**Supplied passage:**
I got a shock in my kitchen the other day – no not something traumatic that happened but a literal shock. I was unplugging my mixer and I guess my hands were wet and I got a real shock! It was the first time that has ever happened to me. It was very brief and then it was over. But it was intense. And it got me thinking about the power of the little things, about what could be done in a moment.

Obviously, God forbid, dangerous and painful experiences could occur in a moment. We won’t rehearse those. Thoughtless actions and hurtful words can occur in a moment. We won’t rehearse those either, although it’s important to keep that in mind.

But small, meaningful actions can also occur in a moment. In a moment we can offer a smile to a stranger. Or to a friend who really needs it. In a moment we can pick up the phone or send an email to a lonely acquaintance. In a moment we can help our elderly neighbor with her groceries (okay that might take a few moments) or invite her over for Shabbos dinner. In a moment we can lift our children’s spirits with a kind word, make our husbands feel glad they walked in the door with our kind welcome.

**Extracted material:**
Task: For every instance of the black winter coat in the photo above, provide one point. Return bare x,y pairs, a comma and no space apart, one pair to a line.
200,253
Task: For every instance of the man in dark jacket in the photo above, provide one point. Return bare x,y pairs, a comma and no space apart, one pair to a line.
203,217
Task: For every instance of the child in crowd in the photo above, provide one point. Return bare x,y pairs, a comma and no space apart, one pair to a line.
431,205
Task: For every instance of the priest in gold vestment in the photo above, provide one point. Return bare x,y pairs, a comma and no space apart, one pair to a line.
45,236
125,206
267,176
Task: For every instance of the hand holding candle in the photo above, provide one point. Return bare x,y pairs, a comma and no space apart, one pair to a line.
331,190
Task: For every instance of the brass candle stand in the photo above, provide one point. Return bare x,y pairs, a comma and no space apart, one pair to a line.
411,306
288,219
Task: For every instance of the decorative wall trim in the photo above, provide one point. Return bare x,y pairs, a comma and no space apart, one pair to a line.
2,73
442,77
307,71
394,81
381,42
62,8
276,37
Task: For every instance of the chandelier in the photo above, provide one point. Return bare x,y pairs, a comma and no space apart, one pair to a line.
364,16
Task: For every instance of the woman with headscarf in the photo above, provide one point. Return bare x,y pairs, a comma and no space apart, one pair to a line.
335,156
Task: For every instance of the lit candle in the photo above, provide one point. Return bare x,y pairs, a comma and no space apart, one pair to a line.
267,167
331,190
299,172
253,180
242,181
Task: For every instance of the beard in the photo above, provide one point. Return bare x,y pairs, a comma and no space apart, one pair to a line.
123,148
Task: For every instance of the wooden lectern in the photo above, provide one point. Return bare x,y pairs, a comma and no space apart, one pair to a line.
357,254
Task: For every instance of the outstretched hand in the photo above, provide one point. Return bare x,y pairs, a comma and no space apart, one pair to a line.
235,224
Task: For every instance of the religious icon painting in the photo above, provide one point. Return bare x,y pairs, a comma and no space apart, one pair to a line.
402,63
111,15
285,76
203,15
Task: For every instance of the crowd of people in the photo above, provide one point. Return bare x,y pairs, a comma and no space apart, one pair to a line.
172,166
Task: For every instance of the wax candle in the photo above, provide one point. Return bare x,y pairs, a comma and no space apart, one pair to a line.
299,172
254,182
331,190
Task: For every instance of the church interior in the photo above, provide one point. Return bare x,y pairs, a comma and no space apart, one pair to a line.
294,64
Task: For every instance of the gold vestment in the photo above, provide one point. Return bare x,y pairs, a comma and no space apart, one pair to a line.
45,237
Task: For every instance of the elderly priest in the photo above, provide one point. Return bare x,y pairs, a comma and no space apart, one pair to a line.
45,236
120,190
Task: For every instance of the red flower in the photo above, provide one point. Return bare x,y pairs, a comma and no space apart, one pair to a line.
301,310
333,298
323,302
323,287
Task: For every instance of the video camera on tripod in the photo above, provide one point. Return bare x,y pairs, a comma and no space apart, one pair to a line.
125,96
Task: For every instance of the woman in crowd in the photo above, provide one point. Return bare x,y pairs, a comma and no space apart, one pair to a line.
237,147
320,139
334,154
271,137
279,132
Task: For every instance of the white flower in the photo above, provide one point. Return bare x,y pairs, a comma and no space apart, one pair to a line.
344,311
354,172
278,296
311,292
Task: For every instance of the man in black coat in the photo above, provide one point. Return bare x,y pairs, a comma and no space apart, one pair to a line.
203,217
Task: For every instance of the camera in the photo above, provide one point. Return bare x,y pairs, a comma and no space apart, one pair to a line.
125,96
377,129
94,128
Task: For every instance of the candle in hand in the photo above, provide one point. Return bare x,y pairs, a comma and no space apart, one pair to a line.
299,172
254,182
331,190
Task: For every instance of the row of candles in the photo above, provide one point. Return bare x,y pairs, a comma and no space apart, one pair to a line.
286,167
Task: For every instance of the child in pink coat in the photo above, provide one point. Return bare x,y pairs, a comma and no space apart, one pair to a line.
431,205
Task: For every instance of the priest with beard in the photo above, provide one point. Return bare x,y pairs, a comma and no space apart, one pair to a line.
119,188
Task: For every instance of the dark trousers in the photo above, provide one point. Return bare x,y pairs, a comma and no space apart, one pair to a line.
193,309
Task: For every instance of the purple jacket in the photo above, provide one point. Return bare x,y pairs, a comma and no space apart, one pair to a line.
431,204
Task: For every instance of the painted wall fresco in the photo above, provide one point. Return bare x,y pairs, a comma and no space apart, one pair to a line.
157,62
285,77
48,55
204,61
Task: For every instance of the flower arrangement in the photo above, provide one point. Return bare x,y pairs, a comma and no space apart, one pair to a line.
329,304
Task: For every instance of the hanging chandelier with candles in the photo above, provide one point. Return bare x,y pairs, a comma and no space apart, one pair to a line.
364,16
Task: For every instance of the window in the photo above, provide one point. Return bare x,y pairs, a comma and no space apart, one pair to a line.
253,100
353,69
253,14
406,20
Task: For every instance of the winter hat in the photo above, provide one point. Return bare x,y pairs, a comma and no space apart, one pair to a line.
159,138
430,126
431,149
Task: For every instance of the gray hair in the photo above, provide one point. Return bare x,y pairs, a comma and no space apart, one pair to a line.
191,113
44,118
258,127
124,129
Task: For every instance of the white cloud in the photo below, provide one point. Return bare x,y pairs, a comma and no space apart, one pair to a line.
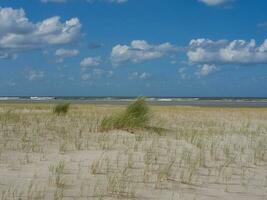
33,75
96,74
139,51
86,76
215,2
206,69
66,53
262,25
183,73
18,33
90,62
139,76
6,55
227,52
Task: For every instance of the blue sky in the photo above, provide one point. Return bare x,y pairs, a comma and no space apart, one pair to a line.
133,47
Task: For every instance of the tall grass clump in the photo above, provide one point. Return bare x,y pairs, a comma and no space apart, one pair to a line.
136,116
61,108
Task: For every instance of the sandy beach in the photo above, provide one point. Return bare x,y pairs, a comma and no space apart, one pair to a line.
204,153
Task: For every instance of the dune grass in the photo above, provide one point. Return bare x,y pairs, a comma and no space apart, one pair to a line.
136,116
61,109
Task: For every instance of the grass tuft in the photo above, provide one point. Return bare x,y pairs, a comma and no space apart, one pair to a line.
61,108
136,116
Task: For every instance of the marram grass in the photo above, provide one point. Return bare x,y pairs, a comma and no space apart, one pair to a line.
136,116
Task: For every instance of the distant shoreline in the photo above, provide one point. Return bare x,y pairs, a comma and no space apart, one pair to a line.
197,103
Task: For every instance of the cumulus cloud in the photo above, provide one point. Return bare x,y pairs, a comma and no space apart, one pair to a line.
227,52
215,2
139,51
206,69
65,53
183,73
90,62
139,76
6,55
34,75
18,33
96,74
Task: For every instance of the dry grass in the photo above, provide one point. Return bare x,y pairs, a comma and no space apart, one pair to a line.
208,153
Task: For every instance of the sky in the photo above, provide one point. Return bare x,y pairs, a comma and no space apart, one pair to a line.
207,48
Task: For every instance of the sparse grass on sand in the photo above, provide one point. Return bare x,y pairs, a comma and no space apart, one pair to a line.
204,153
61,108
136,116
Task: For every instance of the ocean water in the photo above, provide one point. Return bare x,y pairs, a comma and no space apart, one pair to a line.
150,99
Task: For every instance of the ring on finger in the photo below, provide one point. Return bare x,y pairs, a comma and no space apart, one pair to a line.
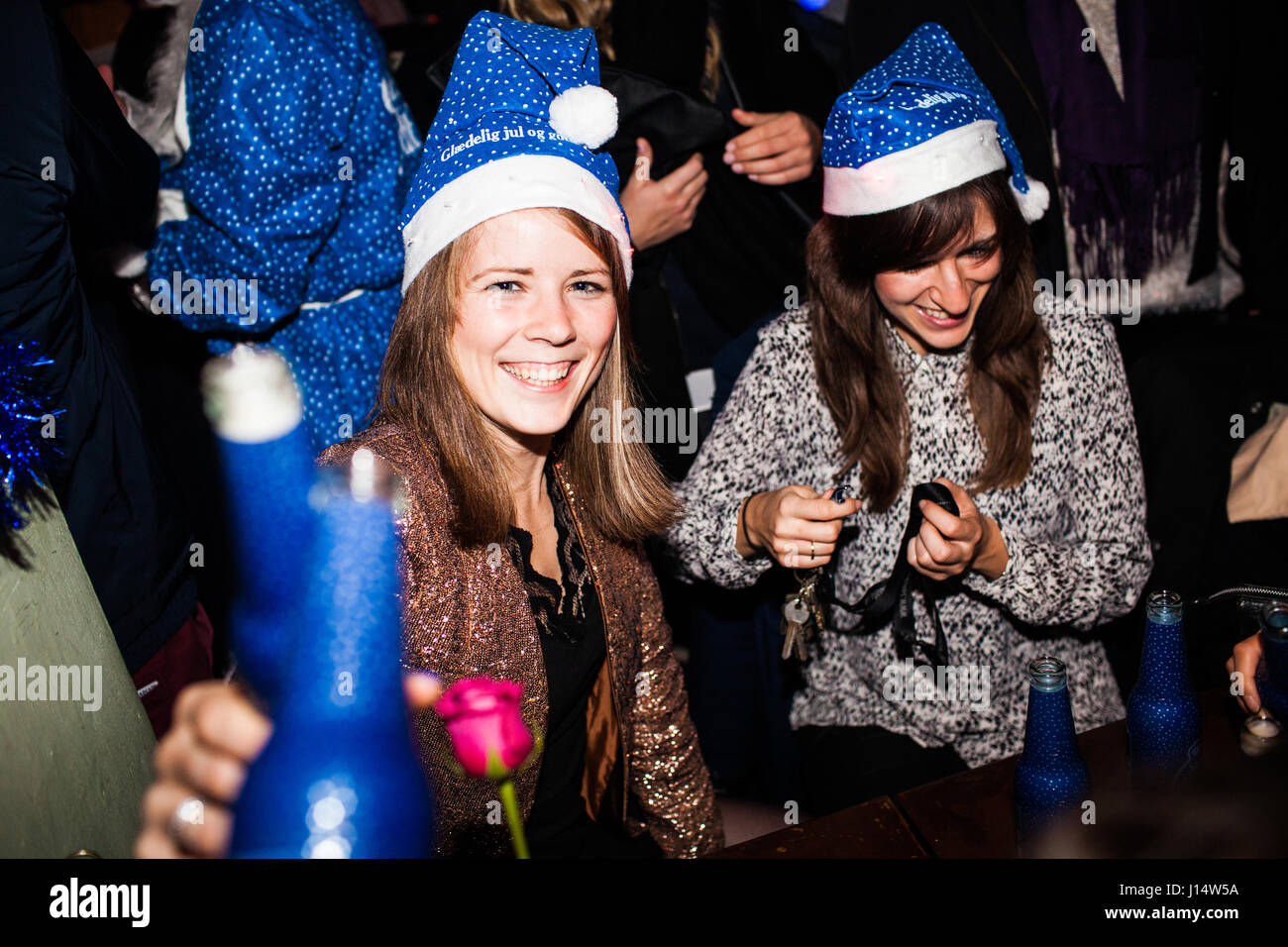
189,812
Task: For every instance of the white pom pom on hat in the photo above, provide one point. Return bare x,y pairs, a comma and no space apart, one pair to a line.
587,115
1034,202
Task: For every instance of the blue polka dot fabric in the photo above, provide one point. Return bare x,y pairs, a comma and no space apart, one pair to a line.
497,102
923,89
301,151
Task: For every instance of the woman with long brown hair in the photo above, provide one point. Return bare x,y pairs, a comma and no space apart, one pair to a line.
523,523
922,357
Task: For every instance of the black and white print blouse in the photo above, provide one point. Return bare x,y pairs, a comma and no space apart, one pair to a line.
1074,531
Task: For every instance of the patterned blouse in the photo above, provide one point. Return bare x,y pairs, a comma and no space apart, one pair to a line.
1074,530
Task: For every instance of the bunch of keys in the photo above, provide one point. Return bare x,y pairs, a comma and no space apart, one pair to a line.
803,616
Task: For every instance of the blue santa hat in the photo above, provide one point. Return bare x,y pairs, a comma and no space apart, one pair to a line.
518,127
918,124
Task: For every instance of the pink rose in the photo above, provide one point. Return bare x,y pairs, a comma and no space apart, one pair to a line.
482,716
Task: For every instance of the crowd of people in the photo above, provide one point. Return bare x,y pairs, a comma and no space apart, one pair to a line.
814,243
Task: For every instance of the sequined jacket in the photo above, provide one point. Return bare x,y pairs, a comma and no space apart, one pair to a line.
467,612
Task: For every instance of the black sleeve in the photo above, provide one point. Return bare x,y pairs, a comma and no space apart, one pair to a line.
116,171
773,73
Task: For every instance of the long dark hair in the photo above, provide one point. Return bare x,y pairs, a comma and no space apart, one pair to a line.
1008,351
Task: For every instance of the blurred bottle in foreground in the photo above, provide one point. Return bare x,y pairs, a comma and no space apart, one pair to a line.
1051,779
256,410
339,777
1163,711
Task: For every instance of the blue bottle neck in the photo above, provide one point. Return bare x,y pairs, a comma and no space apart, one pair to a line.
1050,733
1163,668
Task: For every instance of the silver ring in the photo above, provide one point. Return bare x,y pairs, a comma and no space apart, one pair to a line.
189,812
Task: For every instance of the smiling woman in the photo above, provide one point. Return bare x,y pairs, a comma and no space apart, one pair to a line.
509,337
528,308
922,357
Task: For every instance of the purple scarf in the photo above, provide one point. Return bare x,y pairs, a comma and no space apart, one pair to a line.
1126,163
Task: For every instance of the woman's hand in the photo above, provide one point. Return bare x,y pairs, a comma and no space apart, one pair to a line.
795,525
1244,660
201,764
780,147
658,210
948,545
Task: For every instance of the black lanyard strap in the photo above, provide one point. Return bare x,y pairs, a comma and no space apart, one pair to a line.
892,598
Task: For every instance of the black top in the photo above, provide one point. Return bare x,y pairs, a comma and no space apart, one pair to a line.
75,179
572,644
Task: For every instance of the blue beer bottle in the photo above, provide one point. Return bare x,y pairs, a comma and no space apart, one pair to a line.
267,468
1051,779
1163,711
1271,676
339,777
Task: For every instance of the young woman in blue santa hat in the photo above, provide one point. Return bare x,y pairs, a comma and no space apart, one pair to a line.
923,355
506,354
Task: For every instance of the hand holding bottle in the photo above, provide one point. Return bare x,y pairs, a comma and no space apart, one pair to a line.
1244,660
201,764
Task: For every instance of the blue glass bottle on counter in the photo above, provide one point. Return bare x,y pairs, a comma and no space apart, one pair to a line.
1273,673
267,468
1163,711
1051,779
340,777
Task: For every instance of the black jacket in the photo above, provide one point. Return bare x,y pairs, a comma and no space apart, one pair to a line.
75,179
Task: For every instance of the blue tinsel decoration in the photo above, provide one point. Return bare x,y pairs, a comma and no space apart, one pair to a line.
25,455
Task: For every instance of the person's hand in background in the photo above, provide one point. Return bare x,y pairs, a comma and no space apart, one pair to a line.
658,210
201,764
780,147
106,72
1244,660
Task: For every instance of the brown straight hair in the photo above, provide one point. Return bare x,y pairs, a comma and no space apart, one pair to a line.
617,482
1008,346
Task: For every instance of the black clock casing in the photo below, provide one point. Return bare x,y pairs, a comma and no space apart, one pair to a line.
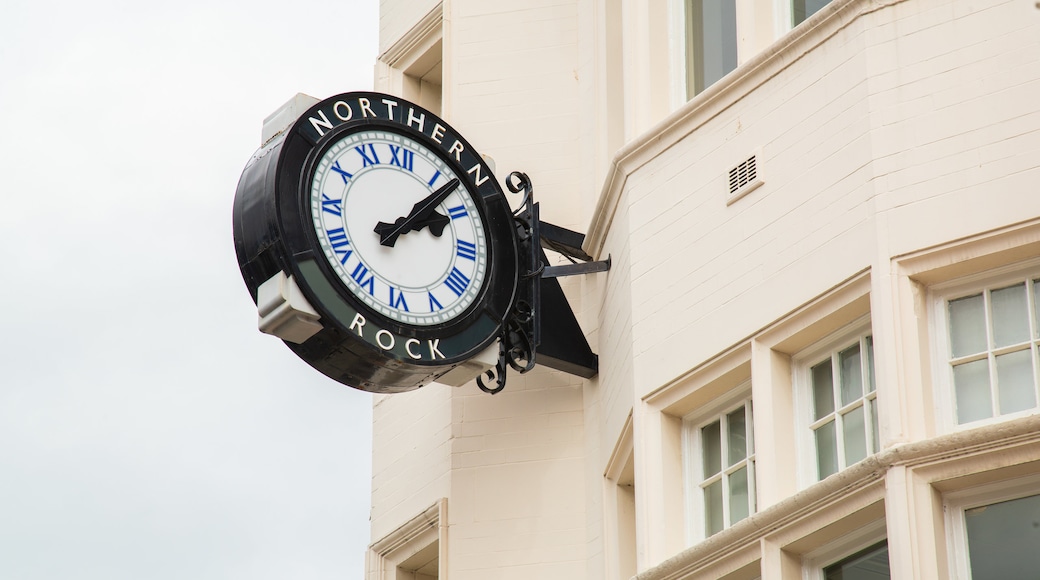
284,221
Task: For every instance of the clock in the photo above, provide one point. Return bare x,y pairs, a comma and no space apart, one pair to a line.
377,243
397,227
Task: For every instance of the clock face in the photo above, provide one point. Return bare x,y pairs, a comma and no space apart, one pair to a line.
398,227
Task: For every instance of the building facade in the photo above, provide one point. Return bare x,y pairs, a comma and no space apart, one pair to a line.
820,337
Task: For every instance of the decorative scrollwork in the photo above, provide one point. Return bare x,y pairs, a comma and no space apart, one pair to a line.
519,338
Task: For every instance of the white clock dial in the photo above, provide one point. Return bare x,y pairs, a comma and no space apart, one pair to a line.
429,264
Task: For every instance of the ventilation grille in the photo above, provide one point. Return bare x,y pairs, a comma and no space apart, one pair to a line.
744,178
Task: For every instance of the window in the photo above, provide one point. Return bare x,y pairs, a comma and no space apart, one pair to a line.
710,42
412,552
994,530
843,420
871,563
413,67
721,456
802,9
991,349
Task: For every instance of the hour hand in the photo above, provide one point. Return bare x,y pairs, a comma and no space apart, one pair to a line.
422,214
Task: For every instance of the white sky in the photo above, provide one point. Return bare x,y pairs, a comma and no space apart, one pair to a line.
147,429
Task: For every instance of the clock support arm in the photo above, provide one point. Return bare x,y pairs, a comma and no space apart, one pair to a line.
543,327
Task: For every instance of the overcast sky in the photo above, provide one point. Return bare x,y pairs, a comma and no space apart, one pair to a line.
148,430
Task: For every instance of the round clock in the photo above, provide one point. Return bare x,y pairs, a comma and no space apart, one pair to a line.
398,228
377,235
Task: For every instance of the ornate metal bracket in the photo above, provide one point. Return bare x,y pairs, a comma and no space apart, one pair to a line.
521,335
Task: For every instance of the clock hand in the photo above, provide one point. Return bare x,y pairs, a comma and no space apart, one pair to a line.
422,214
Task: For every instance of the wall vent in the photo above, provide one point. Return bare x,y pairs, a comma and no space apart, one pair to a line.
744,178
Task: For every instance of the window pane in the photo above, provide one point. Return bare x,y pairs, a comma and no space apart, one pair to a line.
874,419
712,508
802,9
823,390
869,365
971,385
967,325
827,450
852,375
737,437
854,436
1036,304
711,443
1014,381
1011,316
712,33
868,564
1003,539
738,495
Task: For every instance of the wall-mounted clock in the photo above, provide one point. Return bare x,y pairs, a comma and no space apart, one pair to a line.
377,242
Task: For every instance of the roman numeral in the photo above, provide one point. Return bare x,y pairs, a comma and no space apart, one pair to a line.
434,305
340,244
457,282
359,275
366,160
397,299
467,251
341,172
401,157
334,207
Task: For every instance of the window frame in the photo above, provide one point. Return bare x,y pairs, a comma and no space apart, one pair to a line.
939,296
956,504
833,552
693,464
681,44
855,333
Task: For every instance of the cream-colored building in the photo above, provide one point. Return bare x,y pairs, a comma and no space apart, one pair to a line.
820,337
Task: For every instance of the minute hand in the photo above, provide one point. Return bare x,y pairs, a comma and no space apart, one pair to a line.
419,217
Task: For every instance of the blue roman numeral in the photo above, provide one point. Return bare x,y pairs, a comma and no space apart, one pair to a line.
467,251
366,160
434,305
457,282
341,172
340,244
397,299
401,157
334,207
359,275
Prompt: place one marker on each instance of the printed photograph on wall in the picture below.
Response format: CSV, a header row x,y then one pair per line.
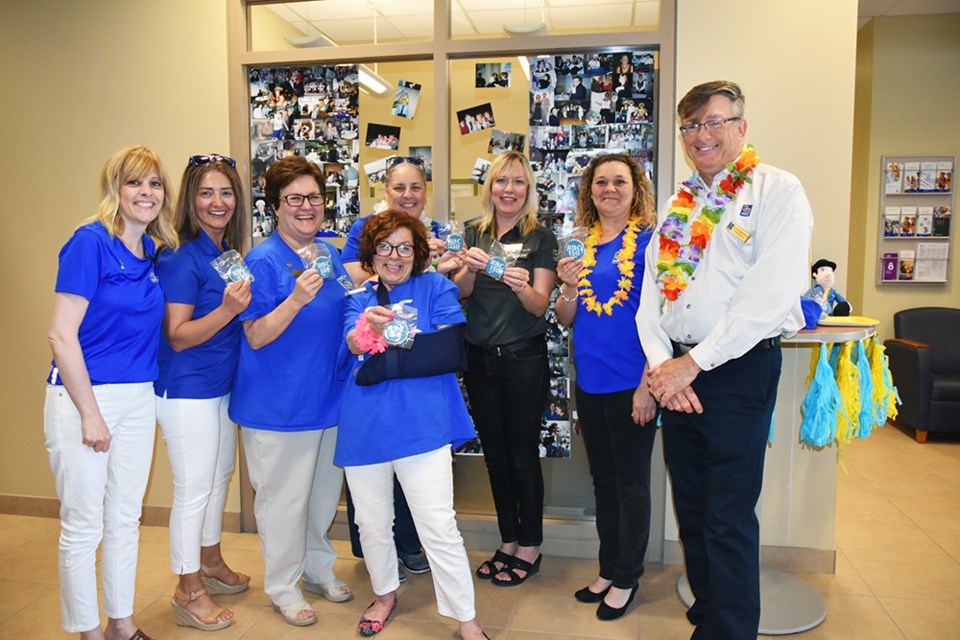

**Required action:** Carry on the passage about small moments from after its last sentence. The records are a separate set of material and are not related to the passage.

**Task output:**
I’ll never forget the girl in high school with the smile. She was older than me. I never knew her name. But she gave me a friendly smile every day when we passed in the halls and in that moment lifted me out of my adolescent funk. I will always be grateful to her.

In a moment we can drop off dinner at the home of a friend who is overwhelmed with her life (I didn’t say the prep was only a moment). In a moment we can poke our head in the hospital room of a sick acquaintance just to say hi. In a moment we can ask our child about his or her day and concentrate on their response.

Moments are powerful. We can accomplish a lot in a moment. And we can waste them. What are our days made up of if not a progression of moments? In the musical “Hello Dolly” (you may think I’m dating myself but it’s actually having a revival on Broadway!) there is a love song, “It Only Takes a Moment”. While that philosophy may not actually be the Jewish way, we can borrow the idea. We can use the theme.

So much good can be done in only a moment. We don’t need to wait until we have the “time” to take on a big project, until our children are grown, until this busy phase at work is over – not for the little but no less significant actions.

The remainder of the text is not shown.